>>>>
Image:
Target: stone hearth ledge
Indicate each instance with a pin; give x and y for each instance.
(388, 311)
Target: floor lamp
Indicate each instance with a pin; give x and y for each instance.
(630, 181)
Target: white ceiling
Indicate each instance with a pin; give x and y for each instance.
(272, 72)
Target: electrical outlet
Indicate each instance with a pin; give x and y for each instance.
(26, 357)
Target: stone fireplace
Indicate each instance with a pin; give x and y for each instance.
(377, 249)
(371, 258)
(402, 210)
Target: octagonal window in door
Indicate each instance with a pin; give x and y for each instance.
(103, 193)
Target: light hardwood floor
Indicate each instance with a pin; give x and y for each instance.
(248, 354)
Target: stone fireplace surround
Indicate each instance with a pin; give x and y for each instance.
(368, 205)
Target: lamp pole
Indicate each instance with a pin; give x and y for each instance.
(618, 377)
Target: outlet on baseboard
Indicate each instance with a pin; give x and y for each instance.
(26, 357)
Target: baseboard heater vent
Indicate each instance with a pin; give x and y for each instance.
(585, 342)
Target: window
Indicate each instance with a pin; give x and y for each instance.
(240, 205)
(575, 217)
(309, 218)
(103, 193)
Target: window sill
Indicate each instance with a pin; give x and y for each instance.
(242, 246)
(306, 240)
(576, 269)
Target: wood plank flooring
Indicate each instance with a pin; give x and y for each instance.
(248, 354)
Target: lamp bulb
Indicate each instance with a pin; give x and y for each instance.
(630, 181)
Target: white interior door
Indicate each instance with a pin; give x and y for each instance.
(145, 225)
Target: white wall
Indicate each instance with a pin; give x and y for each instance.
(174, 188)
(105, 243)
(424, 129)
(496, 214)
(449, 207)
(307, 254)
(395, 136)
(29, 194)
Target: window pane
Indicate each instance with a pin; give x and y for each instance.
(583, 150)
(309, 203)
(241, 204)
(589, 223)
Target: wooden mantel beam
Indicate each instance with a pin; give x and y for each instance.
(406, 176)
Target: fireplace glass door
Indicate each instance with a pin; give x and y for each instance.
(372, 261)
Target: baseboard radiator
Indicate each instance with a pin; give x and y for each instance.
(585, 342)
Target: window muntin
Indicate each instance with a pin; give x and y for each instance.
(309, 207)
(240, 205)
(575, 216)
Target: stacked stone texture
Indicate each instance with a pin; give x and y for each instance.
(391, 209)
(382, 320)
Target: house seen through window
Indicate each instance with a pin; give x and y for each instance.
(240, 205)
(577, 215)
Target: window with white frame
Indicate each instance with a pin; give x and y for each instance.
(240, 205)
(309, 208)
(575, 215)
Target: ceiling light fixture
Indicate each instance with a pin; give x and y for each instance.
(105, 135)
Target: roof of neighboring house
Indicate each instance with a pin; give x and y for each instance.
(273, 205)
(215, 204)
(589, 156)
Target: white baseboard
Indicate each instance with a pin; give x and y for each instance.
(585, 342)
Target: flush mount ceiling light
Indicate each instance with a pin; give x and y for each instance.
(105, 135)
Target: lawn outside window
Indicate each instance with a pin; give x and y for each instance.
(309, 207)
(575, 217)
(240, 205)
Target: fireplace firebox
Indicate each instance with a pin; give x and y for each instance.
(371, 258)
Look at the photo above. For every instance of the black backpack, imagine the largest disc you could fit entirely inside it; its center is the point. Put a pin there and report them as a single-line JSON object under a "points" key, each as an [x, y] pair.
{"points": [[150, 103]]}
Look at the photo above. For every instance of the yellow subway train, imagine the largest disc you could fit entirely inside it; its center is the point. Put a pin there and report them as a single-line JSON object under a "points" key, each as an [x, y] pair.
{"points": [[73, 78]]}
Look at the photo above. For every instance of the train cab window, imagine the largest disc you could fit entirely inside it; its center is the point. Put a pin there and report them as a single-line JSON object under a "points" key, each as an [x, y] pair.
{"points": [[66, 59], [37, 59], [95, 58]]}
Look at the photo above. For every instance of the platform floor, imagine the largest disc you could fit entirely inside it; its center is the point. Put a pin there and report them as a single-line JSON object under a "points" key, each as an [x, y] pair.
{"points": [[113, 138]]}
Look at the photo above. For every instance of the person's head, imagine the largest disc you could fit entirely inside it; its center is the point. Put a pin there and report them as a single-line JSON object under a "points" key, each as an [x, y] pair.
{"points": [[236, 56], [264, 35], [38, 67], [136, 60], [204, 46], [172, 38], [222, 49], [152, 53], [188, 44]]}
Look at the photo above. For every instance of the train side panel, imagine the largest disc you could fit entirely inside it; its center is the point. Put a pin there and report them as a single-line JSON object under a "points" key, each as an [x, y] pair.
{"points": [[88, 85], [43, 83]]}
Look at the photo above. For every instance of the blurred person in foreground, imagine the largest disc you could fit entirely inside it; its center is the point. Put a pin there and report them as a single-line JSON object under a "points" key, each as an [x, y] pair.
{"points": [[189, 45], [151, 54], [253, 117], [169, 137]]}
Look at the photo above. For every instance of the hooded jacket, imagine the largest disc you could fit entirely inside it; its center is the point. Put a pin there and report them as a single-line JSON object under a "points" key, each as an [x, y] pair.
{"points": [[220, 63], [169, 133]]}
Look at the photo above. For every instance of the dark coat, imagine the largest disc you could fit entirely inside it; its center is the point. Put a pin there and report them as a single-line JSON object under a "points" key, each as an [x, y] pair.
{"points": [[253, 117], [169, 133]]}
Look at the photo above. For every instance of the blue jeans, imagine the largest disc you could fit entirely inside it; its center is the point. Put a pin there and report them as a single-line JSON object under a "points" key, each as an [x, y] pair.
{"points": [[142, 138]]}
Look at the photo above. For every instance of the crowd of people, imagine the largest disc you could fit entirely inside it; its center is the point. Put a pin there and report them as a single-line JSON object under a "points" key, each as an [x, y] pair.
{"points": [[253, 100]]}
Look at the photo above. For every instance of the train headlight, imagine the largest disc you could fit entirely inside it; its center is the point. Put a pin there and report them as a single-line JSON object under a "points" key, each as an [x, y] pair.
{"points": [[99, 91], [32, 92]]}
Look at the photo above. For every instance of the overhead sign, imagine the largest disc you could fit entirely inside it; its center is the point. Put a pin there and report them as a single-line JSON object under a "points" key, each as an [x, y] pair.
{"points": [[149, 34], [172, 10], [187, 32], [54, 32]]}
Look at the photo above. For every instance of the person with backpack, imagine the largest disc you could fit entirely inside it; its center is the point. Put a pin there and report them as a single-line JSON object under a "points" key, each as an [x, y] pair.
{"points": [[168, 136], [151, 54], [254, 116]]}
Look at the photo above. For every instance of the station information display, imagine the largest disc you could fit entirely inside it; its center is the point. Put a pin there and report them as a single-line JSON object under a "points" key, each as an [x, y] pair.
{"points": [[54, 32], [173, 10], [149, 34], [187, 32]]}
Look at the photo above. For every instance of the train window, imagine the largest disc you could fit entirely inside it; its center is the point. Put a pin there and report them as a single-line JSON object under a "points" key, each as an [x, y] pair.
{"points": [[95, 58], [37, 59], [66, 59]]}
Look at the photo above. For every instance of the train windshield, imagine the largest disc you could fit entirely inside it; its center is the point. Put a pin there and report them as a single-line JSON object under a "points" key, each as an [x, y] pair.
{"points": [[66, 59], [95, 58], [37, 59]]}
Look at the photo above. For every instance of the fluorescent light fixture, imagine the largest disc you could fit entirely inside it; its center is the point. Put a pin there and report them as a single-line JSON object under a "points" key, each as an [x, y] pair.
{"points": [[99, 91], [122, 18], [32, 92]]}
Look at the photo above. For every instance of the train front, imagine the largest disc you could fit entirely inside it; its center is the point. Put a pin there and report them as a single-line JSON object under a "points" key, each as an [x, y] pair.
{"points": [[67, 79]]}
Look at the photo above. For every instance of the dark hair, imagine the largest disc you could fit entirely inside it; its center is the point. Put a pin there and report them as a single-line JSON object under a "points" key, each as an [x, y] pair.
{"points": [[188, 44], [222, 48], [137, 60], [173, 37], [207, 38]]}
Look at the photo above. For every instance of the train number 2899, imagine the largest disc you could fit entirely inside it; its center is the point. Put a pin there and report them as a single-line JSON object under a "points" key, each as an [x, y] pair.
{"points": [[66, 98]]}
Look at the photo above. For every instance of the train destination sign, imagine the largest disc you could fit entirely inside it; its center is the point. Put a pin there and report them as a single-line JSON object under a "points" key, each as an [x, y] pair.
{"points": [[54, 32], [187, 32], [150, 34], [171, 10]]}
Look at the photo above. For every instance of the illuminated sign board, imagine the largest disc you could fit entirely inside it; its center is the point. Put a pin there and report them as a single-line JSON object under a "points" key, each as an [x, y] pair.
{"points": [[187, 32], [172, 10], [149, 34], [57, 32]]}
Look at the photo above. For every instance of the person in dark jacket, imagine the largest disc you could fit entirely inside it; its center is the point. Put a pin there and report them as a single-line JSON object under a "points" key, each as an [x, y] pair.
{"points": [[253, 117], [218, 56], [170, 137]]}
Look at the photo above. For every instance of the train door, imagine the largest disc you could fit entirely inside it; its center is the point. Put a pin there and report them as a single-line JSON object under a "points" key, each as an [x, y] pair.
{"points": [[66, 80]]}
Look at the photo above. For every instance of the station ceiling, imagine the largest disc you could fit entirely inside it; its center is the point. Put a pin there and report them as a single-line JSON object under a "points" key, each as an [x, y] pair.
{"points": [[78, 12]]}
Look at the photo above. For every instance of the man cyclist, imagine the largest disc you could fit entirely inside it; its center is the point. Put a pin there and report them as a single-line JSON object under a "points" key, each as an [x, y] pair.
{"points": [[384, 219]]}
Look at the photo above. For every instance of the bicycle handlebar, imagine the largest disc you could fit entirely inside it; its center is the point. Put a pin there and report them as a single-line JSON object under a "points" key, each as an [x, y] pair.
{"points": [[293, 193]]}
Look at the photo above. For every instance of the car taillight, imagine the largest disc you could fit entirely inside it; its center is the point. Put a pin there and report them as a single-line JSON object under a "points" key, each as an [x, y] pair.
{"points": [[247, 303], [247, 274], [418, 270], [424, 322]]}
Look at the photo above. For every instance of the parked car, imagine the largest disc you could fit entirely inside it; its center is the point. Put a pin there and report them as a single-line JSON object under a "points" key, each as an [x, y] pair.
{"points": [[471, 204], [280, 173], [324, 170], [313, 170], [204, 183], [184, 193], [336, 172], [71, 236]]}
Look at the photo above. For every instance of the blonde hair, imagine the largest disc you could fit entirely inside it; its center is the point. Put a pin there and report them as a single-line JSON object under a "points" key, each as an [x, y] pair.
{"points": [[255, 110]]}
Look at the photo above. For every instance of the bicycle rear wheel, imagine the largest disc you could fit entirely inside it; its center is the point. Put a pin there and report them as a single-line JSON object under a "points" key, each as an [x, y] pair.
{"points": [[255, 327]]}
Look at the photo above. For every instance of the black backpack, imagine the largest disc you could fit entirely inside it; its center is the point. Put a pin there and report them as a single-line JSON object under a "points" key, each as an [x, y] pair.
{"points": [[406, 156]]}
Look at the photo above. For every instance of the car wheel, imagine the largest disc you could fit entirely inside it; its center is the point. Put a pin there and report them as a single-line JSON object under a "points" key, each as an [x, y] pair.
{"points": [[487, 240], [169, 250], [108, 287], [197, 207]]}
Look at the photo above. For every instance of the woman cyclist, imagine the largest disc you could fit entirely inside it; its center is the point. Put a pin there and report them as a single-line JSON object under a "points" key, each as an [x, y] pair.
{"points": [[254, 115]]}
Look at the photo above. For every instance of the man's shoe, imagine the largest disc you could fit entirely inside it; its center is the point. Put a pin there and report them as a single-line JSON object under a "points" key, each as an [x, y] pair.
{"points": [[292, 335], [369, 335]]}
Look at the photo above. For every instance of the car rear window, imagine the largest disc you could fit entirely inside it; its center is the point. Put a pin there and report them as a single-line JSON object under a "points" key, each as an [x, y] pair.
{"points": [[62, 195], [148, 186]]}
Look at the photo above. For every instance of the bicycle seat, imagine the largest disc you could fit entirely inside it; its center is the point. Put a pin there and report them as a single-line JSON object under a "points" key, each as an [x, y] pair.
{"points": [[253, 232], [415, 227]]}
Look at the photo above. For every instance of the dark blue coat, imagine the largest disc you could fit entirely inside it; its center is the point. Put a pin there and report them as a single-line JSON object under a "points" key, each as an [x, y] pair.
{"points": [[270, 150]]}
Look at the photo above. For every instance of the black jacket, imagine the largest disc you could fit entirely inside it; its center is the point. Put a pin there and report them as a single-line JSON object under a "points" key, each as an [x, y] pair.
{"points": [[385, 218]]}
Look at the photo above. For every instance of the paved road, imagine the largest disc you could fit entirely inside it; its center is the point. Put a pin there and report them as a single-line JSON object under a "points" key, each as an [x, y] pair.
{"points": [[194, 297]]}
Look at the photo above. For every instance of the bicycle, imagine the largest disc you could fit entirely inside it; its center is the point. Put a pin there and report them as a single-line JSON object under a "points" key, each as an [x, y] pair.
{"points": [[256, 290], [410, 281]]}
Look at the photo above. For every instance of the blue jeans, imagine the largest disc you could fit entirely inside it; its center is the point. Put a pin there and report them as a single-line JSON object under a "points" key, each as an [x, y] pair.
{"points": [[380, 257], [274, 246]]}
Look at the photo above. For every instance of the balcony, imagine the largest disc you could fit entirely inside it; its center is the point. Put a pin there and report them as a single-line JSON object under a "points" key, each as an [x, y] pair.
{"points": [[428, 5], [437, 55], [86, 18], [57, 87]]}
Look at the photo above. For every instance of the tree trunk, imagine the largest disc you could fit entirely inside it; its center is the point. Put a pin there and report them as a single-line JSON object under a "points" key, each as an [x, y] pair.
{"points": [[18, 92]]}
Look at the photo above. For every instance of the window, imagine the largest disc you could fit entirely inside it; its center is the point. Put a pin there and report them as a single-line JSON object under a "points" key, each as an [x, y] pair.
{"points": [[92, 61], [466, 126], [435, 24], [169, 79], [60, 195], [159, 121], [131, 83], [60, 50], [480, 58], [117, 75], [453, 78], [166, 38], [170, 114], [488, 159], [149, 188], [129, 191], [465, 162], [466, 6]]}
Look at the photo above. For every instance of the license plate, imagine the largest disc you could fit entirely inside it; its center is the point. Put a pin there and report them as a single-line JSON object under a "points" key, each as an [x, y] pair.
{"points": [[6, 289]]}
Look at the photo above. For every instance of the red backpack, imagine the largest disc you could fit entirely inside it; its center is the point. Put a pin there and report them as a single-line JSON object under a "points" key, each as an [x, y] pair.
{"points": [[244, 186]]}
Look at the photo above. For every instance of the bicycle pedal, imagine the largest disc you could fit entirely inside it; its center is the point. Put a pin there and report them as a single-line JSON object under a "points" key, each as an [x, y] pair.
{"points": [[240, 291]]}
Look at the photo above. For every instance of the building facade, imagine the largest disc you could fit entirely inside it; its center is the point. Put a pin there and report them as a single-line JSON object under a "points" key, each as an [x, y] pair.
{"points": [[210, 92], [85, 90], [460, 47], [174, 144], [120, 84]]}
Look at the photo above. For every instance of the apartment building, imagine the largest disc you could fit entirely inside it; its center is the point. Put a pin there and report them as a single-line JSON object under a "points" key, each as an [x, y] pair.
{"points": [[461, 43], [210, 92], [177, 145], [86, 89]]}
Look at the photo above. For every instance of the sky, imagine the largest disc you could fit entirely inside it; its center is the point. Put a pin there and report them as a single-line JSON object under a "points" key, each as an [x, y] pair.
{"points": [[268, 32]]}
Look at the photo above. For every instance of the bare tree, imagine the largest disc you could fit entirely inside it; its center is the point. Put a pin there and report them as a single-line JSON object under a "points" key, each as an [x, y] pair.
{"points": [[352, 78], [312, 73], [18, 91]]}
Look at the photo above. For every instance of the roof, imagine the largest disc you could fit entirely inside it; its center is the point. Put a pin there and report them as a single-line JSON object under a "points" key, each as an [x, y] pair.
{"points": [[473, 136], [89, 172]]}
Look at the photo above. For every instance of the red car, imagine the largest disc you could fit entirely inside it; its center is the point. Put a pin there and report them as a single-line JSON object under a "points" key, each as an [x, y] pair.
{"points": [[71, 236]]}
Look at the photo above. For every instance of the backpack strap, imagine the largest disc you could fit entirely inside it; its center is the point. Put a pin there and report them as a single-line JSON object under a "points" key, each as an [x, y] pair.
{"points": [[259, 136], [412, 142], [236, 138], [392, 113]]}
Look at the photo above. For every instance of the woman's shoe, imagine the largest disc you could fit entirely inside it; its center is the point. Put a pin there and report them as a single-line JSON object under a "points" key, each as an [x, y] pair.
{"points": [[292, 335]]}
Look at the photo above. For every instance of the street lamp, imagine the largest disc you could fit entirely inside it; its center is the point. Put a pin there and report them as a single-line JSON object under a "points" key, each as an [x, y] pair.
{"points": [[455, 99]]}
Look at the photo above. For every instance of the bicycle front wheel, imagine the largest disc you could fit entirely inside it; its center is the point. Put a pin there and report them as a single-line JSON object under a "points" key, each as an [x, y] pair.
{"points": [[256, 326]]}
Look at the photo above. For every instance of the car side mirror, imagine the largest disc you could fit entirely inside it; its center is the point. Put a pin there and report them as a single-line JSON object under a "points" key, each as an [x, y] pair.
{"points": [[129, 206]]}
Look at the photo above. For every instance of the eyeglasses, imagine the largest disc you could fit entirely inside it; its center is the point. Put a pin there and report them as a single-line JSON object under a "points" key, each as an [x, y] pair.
<<<<
* **Task goal**:
Your answer should consist of every line from the entries that holds "white".

* **Answer to the problem**:
Target: white ceiling
Target: white interior door
Target: white wall
Target: window with white frame
Target: white baseboard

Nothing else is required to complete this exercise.